PROVIDED PASSAGE:
━━━━━━━━━━
George and Gertrude Blanchard sued Peoples Bank alleging that the Bank improperly foreclosed on a certificate of deposit issued in the name of the Blanchards and their daughter, Barbara Gibson. Gibson pledged the certificate as collateral for business loans she never repaid. The Bank foreclosed on the certificate and the Blanchards sued. We affirm the grant of summary judgment for the Bank, concluding that the Bank had a contracted-for right to foreclose on the pledge of the certificate.
I
In early 1981, George and Gertrude Blanchard sold their home in San Diego, California, and deposited the proceeds of sale in a California bank. Their daughter, Barbara Gibson, convinced them that they would receive a better return on their money if they bought a certificate of deposit from Peoples Bank in Houston, Texas. Following her advice, the Blanchards wired $100,000 to Peoples Bank on April 15, and the Bank issued certificate of deposit number 54767 in that amount. Gibson, who lived in Houston, executed the documents at the Bank. Following her parents’ instructions, she had the Bank make the certificate payable to George, Gertrude, or Gibson herself.
━━━━━━━━━━
EXCERPTED RECORDS:

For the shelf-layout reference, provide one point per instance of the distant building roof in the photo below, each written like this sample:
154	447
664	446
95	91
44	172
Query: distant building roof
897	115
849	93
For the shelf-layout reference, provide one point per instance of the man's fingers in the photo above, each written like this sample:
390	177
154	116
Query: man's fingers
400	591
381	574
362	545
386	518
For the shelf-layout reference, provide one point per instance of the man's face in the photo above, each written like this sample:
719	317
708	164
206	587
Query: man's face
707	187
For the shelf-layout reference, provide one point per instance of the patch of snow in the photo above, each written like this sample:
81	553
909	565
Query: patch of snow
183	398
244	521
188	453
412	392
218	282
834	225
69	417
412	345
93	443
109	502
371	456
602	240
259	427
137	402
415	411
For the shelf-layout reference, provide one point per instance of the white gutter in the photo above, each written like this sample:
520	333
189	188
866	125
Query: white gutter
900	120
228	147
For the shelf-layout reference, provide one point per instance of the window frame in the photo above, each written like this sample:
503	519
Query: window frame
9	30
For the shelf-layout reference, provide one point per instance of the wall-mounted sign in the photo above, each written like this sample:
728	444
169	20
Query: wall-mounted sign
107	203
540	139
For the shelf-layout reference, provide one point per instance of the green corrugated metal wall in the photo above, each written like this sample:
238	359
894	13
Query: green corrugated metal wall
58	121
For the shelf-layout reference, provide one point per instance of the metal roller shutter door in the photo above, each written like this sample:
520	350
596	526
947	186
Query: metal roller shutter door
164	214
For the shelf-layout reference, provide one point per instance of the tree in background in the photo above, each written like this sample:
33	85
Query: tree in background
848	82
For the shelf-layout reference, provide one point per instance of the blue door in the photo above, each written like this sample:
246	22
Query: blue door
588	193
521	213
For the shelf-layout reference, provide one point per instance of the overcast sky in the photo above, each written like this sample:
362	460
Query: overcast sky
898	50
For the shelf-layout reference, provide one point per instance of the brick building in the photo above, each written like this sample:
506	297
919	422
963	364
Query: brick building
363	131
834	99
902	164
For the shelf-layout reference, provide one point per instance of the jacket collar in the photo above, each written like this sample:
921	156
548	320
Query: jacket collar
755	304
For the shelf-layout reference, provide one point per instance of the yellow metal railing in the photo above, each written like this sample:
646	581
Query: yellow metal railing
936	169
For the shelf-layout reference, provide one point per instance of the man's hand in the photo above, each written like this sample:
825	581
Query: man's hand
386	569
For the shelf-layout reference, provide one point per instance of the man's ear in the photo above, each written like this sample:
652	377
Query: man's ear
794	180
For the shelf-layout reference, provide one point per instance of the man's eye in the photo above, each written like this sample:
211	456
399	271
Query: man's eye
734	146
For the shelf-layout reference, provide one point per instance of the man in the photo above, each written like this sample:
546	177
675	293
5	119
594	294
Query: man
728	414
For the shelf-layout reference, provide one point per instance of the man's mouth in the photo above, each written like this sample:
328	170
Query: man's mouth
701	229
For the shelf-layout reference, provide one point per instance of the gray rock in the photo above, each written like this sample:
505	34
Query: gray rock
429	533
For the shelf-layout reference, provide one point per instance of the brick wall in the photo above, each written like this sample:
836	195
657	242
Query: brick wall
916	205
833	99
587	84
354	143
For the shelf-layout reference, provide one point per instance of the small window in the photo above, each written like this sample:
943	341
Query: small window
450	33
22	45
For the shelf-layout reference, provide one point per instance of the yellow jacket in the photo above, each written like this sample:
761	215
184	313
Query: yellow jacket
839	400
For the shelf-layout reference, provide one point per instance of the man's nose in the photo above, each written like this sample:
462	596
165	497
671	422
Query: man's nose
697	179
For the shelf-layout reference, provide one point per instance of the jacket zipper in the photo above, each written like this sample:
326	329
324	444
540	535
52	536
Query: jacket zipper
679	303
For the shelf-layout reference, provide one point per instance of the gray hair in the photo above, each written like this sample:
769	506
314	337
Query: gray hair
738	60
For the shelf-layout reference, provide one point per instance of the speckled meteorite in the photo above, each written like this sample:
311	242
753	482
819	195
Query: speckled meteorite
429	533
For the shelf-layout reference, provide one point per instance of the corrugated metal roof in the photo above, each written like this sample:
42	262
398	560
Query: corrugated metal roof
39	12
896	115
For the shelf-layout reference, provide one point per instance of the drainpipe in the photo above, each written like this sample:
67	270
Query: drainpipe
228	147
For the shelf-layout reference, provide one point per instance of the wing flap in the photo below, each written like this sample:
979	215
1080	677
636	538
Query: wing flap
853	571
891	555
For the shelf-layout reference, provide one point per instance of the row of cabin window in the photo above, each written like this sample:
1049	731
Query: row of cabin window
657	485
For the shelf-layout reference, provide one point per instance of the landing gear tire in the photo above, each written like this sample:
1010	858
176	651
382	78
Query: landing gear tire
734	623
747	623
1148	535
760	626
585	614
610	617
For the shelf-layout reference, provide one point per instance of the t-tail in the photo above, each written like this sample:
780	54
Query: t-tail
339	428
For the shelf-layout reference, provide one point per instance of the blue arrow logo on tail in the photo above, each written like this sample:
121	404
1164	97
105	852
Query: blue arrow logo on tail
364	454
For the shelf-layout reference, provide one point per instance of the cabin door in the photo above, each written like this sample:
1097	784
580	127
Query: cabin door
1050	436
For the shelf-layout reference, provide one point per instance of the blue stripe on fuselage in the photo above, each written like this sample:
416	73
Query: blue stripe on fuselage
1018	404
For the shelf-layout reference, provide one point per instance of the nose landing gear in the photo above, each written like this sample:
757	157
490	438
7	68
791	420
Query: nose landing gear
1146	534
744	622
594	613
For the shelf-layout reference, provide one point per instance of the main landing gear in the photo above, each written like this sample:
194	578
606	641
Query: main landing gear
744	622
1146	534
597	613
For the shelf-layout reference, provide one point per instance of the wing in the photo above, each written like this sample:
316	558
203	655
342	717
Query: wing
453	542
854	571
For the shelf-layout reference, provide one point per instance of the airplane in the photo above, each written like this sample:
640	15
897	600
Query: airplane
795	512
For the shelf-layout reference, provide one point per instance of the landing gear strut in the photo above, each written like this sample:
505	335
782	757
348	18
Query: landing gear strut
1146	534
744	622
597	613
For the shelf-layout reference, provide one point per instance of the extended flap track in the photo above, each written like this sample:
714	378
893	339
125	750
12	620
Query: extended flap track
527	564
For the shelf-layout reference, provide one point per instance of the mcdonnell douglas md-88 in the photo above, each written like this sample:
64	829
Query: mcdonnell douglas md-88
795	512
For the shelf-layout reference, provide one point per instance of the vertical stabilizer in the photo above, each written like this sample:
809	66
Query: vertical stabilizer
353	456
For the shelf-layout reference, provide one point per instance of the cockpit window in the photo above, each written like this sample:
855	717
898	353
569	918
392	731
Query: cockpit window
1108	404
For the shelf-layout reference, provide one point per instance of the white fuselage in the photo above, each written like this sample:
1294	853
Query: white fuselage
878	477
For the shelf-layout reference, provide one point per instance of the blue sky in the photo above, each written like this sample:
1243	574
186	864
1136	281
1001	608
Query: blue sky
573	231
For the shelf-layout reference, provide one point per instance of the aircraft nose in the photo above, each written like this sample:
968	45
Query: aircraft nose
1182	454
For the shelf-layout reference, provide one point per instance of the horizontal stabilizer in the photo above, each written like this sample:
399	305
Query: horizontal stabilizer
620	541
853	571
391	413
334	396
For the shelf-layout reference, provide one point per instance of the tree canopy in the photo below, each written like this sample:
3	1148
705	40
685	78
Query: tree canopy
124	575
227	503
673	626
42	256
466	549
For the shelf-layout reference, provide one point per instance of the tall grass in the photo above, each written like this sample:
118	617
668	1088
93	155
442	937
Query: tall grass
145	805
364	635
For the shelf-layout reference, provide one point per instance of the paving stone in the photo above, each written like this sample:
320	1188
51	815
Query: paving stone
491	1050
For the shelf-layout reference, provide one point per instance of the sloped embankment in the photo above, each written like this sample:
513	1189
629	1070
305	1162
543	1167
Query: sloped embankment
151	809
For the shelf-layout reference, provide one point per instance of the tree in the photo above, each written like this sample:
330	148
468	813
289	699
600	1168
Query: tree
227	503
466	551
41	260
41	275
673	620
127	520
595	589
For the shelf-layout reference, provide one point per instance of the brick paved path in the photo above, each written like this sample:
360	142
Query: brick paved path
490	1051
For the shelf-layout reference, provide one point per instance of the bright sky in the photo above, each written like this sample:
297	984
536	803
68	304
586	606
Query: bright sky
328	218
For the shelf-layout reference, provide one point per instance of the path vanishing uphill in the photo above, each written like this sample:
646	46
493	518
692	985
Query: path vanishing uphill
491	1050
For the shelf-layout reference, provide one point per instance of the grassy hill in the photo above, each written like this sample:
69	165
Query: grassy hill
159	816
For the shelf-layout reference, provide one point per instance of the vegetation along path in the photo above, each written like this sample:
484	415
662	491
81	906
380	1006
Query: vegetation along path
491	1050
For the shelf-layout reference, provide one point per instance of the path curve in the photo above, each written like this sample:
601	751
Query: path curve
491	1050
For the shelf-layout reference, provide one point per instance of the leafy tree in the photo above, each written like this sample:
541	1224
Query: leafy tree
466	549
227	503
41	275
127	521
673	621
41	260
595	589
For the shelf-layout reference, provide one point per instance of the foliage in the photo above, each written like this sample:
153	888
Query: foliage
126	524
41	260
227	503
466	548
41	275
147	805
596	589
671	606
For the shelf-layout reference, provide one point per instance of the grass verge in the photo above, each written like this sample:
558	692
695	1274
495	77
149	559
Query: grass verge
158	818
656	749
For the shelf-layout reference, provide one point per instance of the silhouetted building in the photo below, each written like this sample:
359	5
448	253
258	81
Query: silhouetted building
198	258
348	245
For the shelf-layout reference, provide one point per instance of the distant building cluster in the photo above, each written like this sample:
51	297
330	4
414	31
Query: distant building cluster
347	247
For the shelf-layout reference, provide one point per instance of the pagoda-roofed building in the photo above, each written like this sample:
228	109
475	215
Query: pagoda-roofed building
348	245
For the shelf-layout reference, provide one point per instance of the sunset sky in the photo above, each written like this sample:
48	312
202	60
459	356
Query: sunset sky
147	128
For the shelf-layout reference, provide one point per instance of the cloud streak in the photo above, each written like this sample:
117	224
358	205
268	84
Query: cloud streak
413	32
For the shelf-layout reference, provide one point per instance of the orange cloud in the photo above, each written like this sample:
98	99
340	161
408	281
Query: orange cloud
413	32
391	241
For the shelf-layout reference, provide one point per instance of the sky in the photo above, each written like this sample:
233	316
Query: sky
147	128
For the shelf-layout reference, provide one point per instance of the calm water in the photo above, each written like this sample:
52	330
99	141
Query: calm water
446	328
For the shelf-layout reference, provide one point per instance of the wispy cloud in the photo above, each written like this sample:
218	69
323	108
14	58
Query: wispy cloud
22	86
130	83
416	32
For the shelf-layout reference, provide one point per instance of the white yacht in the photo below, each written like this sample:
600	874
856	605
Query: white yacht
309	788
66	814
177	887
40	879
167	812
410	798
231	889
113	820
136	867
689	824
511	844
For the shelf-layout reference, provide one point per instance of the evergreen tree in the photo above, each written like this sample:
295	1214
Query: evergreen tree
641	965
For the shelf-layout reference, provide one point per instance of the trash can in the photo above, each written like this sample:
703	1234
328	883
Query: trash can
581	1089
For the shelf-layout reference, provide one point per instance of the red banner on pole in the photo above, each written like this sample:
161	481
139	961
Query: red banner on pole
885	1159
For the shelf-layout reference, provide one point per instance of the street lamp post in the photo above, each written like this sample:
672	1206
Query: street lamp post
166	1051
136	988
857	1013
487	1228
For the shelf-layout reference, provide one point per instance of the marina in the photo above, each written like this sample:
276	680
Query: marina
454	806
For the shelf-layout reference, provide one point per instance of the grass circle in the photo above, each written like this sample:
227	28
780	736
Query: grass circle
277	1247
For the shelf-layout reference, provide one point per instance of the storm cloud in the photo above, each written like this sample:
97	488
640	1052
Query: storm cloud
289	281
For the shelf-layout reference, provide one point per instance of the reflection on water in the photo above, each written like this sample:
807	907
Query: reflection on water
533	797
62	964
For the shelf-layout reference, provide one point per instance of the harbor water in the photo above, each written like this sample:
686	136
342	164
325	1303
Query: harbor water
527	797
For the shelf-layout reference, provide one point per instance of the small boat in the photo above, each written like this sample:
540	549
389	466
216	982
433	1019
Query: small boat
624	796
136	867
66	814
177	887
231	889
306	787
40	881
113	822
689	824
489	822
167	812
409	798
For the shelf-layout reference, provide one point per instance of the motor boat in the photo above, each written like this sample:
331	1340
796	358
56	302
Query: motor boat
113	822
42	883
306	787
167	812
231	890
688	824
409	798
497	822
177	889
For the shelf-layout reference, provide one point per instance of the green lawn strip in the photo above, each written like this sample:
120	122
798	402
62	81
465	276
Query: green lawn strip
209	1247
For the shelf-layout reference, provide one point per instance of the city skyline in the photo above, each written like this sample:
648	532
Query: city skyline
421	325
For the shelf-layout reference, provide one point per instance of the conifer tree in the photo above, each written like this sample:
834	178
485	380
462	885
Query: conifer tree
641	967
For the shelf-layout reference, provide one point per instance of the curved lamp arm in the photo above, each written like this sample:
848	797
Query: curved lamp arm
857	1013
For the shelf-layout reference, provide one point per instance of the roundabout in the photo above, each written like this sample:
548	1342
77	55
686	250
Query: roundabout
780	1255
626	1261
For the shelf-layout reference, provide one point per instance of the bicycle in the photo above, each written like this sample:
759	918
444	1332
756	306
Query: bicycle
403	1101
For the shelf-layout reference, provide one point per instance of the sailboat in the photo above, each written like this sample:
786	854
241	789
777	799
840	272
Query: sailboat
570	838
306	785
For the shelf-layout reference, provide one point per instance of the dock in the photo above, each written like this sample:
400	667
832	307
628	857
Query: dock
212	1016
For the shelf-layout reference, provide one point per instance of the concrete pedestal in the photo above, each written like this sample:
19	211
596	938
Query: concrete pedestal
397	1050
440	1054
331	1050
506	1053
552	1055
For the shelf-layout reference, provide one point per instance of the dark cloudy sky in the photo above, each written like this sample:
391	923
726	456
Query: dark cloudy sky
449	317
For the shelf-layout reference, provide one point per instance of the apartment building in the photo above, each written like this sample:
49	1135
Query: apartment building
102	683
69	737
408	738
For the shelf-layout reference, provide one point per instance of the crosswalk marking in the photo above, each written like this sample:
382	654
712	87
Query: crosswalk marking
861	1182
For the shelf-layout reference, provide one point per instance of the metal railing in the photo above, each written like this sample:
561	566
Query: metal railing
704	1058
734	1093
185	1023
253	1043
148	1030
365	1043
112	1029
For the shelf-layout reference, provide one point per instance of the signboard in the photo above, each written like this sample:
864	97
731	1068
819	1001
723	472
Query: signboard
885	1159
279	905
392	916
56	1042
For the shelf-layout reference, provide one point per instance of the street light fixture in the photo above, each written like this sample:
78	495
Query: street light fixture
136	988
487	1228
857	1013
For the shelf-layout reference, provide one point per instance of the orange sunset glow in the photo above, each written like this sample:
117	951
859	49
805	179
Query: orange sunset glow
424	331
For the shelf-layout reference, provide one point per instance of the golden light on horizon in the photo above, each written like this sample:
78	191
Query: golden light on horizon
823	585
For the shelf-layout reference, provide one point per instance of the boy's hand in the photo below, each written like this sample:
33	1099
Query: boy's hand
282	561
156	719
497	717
━━━━━━━━━━
SET PROBLEM A: According to the passage on the Blanchards' lawsuit, how much money did the Blanchards wire to Peoples Bank?
SET PROBLEM B: Report how many lines of the entries contain the string "embankment", treating case as significant, and give only the number.
The passage on the Blanchards' lawsuit and the entries are unrelated to each other.

TASK SOLUTION A: $100,000

TASK SOLUTION B: 2